# EXCERPT

◆ ◆ ◆

Bitmovin is a proud member and contributor to several organizations working to shape the future of video, none for longer than the Moving Pictures Expert Group (MPEG), where I along with a few senior developers at Bitmovin are active members. Personally, I have been a member and attendant of MPEG for 15+ years and have been documenting the progress since early 2010. Today, we’re working hard to further improve the capabilities and efficiency of the industry’s newest standards, such VVC, LCEVC, and MIV.
The 139th MPEG Meeting – MPEG issues Call for Evidence to drive the future of computer vision and smart transportation
The past few months of research and progression in the world of video standards setting at MPEG (and Bitmovin alike) have been quite busy and though we didn’t publish a quarterly blog for the 138th MPEG meeting, it’s worth sharing again that MPEG was awarded two Technology & Engineering Emmy® Awards for its MPEG-DASH and Open Font Format standards. The latest developments in the standards space have expectedly been focused around improvements to VVC & LCEVC, however, there have also been recent updates made to CMAF and progress with energy efficiency standards and immersive media codecs. I’ve addressed most of the recent updates. The official press release of the 139th MPEG meeting can be found here and comprises the following items:
- MPEG Issues Call for Evidence for Video Coding for Machines (VCM)

◆ ◆ ◆

# MATERIAL
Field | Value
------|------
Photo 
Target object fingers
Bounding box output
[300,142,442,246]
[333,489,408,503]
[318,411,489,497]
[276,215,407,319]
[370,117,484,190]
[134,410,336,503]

◆ ◆ ◆

# TASK DETAILS
Retype the passage on MPEG standards work starting with "Bitmovin is a" and going on through "LCEVC, and MIV.". The items bear no relation to the passage on MPEG standards work.

# TASK SOLUTION
Bitmovin is a proud member and contributor to several organizations working to shape the future of video, none for longer than the Moving Pictures Expert Group (MPEG), where I along with a few senior developers at Bitmovin are active members. Personally, I have been a member and attendant of MPEG for 15+ years and have been documenting the progress since early 2010. Today, we’re working hard to further improve the capabilities and efficiency of the industry’s newest standards, such VVC, LCEVC, and MIV.